--- Selected extract ---
* * * * * * * * *

By the way, not all good Christian writers do this.  There’s plenty of wonderful poetry that celebrates creation, praises goodness and mercy, and generally makes the reader feel happy about being alive – which is not the same thing as feeling comfortable or satisfied.  I’m singling out a particular way of telling the Christian story because, simply, it’s my way, it’s the way I know.

I don’t know why God called me to this vocation, though I believe God did.  I started writing poetry all at once, as a man in my thirties, because I was keeping a journal about my involvement in the last months of a friend dying from AIDS.  Each morning the fresh anguish turned my prose into something else, and poems began to leap out.  They all had two subjects: the brutality and poignancy of death at a young age, and the beauty of the human circle that formed itself around Mark as his friends became the family he needed.  Death and love . . . I suppose a poet has enough there to work with forever, but Mark and I were both Christians, he since birth, I quite recently, and so this eruption of poetry was for me intertwined with trying to make Christian sense out of my experience.  I don’t think I succeeded.

* * * * * * * * *

Collection entries:

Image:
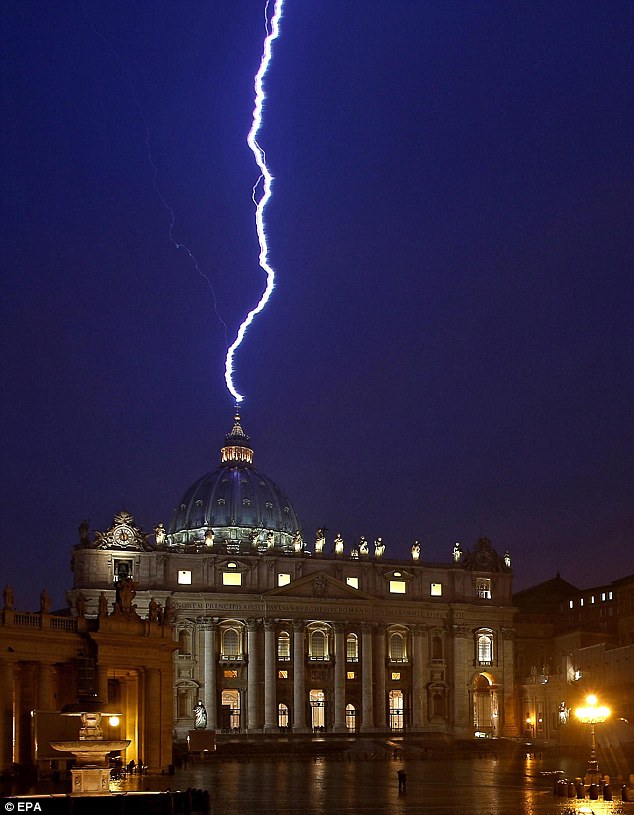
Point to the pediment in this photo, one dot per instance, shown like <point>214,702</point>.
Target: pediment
<point>319,586</point>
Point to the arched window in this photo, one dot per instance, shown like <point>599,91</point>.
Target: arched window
<point>351,717</point>
<point>436,647</point>
<point>484,643</point>
<point>185,643</point>
<point>318,645</point>
<point>284,646</point>
<point>230,644</point>
<point>352,648</point>
<point>282,716</point>
<point>397,647</point>
<point>438,705</point>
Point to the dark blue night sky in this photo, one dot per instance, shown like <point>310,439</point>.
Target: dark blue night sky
<point>448,352</point>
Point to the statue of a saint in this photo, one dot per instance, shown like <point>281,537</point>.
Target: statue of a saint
<point>103,605</point>
<point>83,533</point>
<point>200,716</point>
<point>298,543</point>
<point>320,541</point>
<point>45,602</point>
<point>169,612</point>
<point>159,532</point>
<point>8,598</point>
<point>80,605</point>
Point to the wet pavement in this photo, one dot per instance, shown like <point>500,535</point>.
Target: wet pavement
<point>344,784</point>
<point>323,786</point>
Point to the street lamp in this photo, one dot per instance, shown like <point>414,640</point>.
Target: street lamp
<point>592,714</point>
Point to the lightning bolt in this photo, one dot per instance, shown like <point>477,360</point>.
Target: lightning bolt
<point>262,187</point>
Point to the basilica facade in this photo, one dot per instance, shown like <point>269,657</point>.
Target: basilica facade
<point>277,634</point>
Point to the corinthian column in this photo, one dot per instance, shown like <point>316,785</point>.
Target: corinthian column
<point>367,708</point>
<point>270,717</point>
<point>210,627</point>
<point>299,690</point>
<point>252,677</point>
<point>6,716</point>
<point>460,683</point>
<point>340,679</point>
<point>418,688</point>
<point>379,673</point>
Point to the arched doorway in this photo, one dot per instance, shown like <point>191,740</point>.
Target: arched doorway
<point>484,700</point>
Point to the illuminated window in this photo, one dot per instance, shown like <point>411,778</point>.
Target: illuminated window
<point>483,588</point>
<point>231,579</point>
<point>282,715</point>
<point>484,642</point>
<point>230,645</point>
<point>123,568</point>
<point>318,645</point>
<point>284,647</point>
<point>397,648</point>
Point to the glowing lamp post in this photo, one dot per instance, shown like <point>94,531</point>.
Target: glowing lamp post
<point>592,714</point>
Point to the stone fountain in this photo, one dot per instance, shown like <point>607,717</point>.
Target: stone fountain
<point>91,773</point>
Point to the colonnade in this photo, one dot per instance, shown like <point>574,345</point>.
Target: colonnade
<point>260,665</point>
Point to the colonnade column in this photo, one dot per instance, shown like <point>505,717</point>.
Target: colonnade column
<point>379,685</point>
<point>367,708</point>
<point>270,718</point>
<point>252,677</point>
<point>152,710</point>
<point>507,704</point>
<point>45,687</point>
<point>460,701</point>
<point>419,646</point>
<point>6,715</point>
<point>340,679</point>
<point>210,627</point>
<point>299,691</point>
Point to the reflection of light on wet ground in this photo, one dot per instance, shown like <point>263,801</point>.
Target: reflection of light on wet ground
<point>290,785</point>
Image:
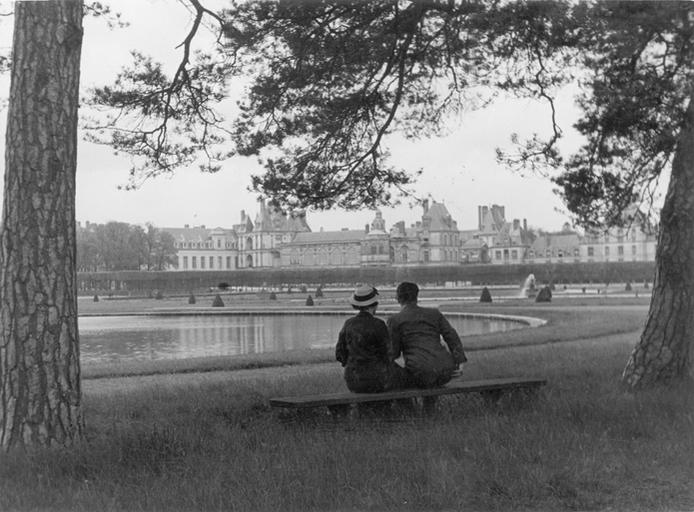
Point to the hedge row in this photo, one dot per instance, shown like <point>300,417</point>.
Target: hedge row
<point>476,275</point>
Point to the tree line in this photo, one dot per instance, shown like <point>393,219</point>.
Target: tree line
<point>121,246</point>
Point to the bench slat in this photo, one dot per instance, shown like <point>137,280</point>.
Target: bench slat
<point>453,387</point>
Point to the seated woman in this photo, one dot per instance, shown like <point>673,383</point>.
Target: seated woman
<point>363,347</point>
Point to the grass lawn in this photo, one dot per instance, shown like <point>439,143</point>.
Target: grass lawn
<point>208,441</point>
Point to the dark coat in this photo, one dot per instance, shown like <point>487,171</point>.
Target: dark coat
<point>416,333</point>
<point>363,348</point>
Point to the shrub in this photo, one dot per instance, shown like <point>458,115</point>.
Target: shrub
<point>544,295</point>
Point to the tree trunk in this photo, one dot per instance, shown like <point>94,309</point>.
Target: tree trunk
<point>664,353</point>
<point>40,393</point>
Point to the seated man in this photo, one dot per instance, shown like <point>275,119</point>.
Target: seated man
<point>416,332</point>
<point>363,347</point>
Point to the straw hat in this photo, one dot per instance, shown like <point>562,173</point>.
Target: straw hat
<point>364,296</point>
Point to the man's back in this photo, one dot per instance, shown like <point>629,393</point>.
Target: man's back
<point>416,333</point>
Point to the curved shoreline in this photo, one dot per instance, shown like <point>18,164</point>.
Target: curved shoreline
<point>209,311</point>
<point>561,323</point>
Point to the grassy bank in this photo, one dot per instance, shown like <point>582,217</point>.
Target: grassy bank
<point>209,442</point>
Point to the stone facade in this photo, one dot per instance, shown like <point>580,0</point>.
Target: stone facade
<point>275,239</point>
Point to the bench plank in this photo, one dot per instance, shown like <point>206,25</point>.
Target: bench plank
<point>453,387</point>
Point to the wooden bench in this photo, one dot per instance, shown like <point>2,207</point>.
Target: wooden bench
<point>338,403</point>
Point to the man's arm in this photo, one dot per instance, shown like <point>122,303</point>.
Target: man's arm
<point>395,341</point>
<point>450,336</point>
<point>341,351</point>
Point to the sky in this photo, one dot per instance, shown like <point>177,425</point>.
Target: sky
<point>458,169</point>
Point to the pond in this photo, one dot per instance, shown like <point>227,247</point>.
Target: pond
<point>121,338</point>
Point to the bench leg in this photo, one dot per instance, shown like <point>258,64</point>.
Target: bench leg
<point>338,411</point>
<point>429,405</point>
<point>382,408</point>
<point>492,396</point>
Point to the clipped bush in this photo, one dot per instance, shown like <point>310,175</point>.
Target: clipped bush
<point>544,295</point>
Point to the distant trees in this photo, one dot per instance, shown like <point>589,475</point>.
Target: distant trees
<point>122,246</point>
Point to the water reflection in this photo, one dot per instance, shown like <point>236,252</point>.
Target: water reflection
<point>105,339</point>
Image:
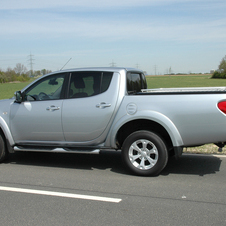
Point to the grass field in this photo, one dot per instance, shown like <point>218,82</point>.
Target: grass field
<point>7,91</point>
<point>174,81</point>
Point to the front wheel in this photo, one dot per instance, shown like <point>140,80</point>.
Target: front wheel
<point>144,153</point>
<point>3,151</point>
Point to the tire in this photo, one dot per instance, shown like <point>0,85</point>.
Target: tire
<point>3,151</point>
<point>144,153</point>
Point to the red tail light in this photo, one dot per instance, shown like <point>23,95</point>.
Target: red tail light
<point>222,106</point>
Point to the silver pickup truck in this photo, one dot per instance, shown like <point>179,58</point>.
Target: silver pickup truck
<point>94,109</point>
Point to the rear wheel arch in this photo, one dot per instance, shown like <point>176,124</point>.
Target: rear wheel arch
<point>3,147</point>
<point>143,124</point>
<point>144,153</point>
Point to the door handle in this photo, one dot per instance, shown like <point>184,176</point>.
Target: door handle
<point>103,105</point>
<point>52,108</point>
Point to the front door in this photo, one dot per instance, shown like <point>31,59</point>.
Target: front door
<point>90,106</point>
<point>38,117</point>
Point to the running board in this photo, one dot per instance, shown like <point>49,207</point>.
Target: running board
<point>57,150</point>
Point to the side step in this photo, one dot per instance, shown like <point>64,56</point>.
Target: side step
<point>57,150</point>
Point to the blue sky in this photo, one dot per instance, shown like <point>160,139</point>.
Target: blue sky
<point>186,35</point>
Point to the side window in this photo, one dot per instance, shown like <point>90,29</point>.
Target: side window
<point>135,82</point>
<point>48,88</point>
<point>86,84</point>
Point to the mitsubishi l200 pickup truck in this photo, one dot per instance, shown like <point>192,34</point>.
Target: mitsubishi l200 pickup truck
<point>94,109</point>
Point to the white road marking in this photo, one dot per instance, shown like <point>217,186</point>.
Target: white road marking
<point>60,194</point>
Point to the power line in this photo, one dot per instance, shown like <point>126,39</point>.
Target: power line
<point>31,63</point>
<point>113,64</point>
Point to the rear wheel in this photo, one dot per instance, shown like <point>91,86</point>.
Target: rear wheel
<point>3,151</point>
<point>144,153</point>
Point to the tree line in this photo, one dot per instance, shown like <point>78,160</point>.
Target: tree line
<point>20,73</point>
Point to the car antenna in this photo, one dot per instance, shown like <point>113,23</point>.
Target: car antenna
<point>65,64</point>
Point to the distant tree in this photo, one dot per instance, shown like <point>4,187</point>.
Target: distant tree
<point>44,71</point>
<point>20,69</point>
<point>222,66</point>
<point>3,78</point>
<point>221,72</point>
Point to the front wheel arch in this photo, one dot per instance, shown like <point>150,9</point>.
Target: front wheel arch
<point>3,148</point>
<point>144,153</point>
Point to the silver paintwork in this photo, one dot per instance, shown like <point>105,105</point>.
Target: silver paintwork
<point>190,119</point>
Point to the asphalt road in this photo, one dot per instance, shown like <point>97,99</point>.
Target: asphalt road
<point>45,189</point>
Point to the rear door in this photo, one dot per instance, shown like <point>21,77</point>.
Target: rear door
<point>90,105</point>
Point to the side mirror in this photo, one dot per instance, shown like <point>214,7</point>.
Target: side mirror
<point>18,96</point>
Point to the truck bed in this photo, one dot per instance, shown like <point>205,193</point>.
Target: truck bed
<point>189,90</point>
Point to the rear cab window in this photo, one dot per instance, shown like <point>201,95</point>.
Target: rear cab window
<point>88,83</point>
<point>135,82</point>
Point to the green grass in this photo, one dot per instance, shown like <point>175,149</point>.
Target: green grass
<point>183,81</point>
<point>7,89</point>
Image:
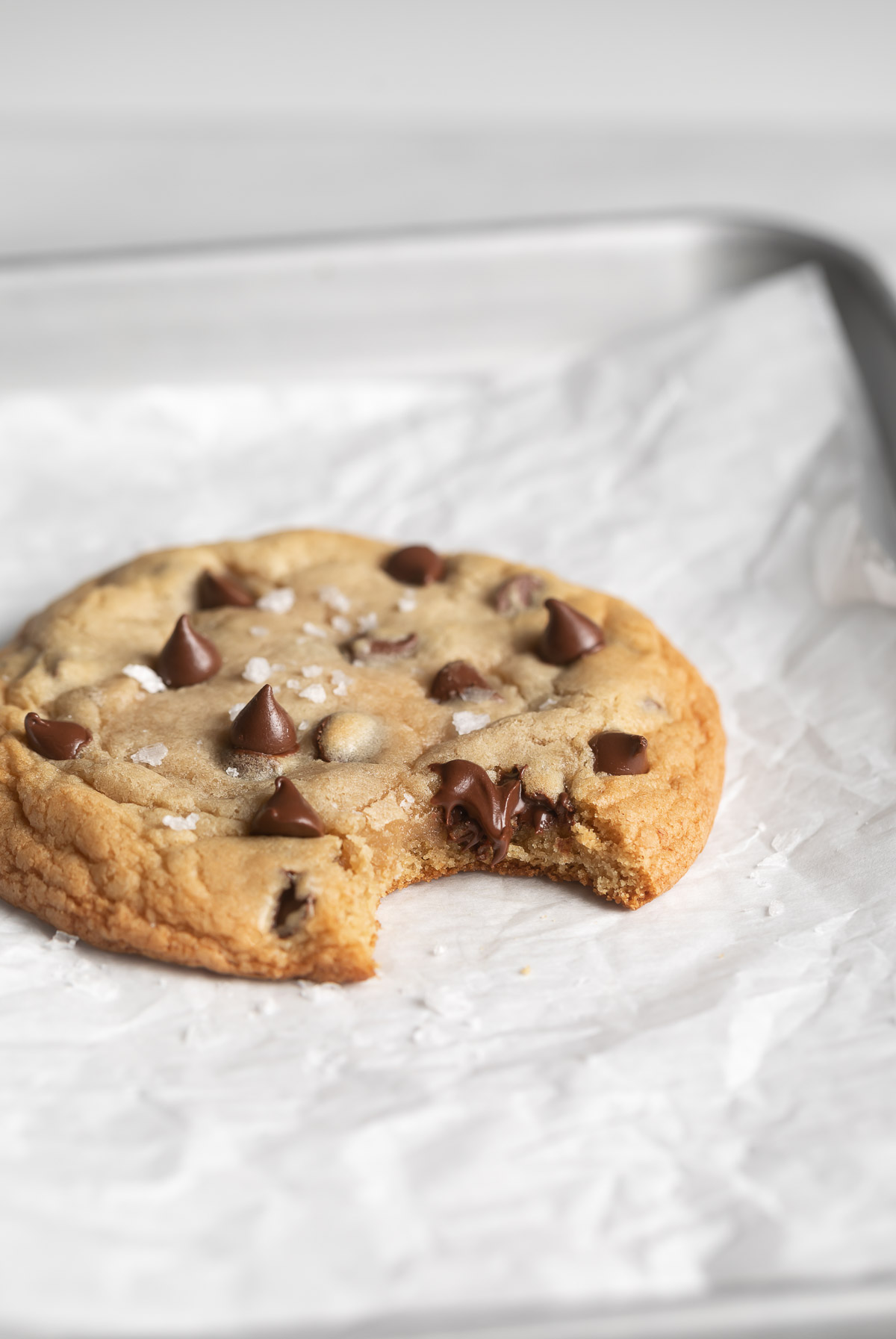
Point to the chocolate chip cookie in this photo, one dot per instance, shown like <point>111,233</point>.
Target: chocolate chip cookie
<point>225,756</point>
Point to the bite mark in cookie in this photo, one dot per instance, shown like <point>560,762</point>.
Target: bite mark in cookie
<point>568,769</point>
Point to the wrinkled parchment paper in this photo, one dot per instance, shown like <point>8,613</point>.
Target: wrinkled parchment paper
<point>541,1099</point>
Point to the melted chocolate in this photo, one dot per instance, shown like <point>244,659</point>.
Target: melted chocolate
<point>619,754</point>
<point>479,813</point>
<point>517,594</point>
<point>568,635</point>
<point>540,813</point>
<point>287,813</point>
<point>415,565</point>
<point>263,726</point>
<point>57,739</point>
<point>187,658</point>
<point>455,679</point>
<point>292,908</point>
<point>217,589</point>
<point>378,648</point>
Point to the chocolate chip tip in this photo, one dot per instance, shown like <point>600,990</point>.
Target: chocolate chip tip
<point>617,754</point>
<point>214,591</point>
<point>187,658</point>
<point>568,635</point>
<point>417,564</point>
<point>59,741</point>
<point>287,813</point>
<point>264,727</point>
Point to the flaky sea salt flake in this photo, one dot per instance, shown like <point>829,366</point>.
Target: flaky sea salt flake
<point>465,722</point>
<point>181,824</point>
<point>146,678</point>
<point>150,754</point>
<point>280,600</point>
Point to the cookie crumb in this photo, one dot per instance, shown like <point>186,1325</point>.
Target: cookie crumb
<point>146,678</point>
<point>258,670</point>
<point>181,825</point>
<point>279,600</point>
<point>465,722</point>
<point>150,754</point>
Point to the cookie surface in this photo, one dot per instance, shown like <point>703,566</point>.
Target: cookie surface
<point>334,719</point>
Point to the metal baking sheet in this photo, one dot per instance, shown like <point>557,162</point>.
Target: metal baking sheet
<point>334,305</point>
<point>327,305</point>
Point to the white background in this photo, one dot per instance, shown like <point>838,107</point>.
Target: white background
<point>457,62</point>
<point>128,123</point>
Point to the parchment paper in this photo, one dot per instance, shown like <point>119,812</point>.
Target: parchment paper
<point>540,1099</point>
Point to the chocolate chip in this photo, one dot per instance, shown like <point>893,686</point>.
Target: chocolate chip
<point>349,737</point>
<point>378,648</point>
<point>263,726</point>
<point>292,908</point>
<point>217,589</point>
<point>458,679</point>
<point>540,813</point>
<point>568,635</point>
<point>619,754</point>
<point>519,594</point>
<point>287,813</point>
<point>415,565</point>
<point>187,658</point>
<point>57,739</point>
<point>477,812</point>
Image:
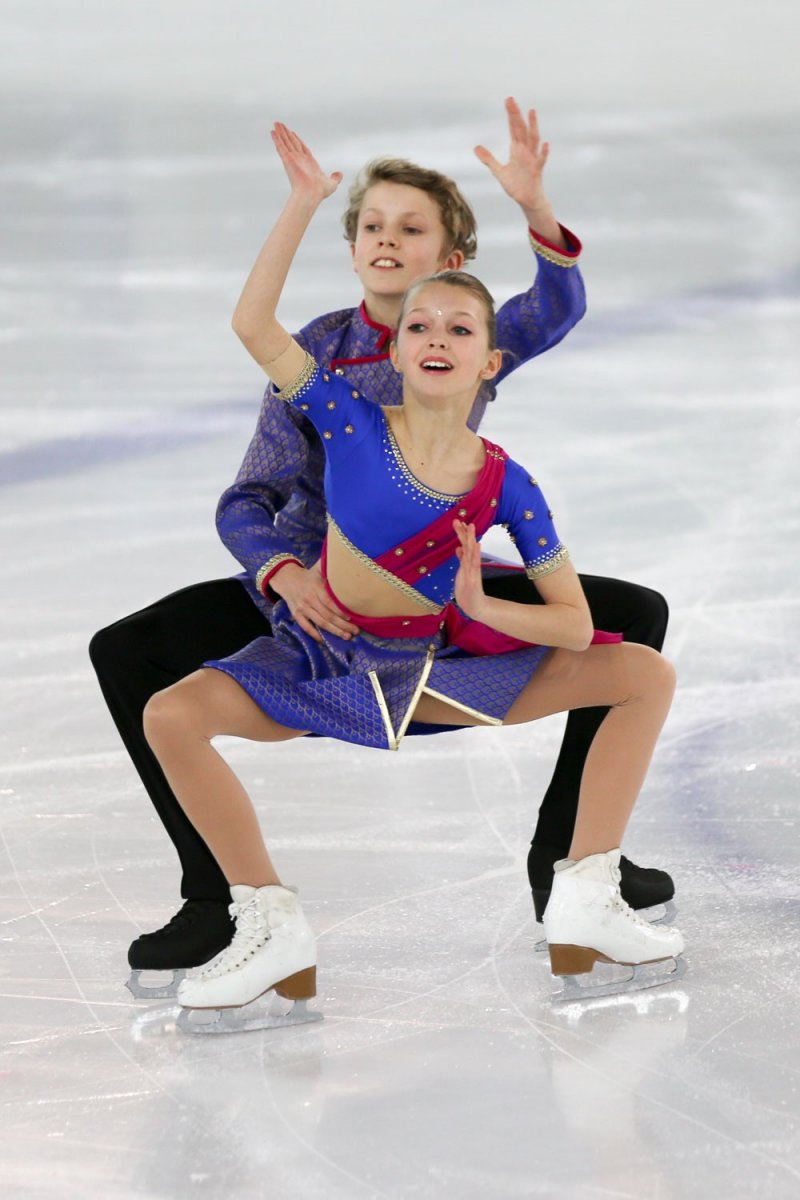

* * * * * * * * *

--- What you need to do ---
1. In the essay on writing Christian poetry, what two subjects did all the early poems share?
2. Rewrite the rows from the line containing "Point to the sky" down to the line containing "<point>121,338</point>", swapping "pond" for "lake" and leaving all else as it is. Give only those lines.
The essay and the rows have no connection to each other.

--- Exercise results ---
1. The brutality and poignancy of death at a young age, and the beauty of the human circle that formed around Mark as his friends became the family he needed.

2.
Point to the sky in this photo, one dot per instance, shown like <point>177,425</point>.
Target: sky
<point>458,169</point>
Point to the lake in this photo, one dot per instance, shown like <point>227,247</point>.
Target: lake
<point>121,338</point>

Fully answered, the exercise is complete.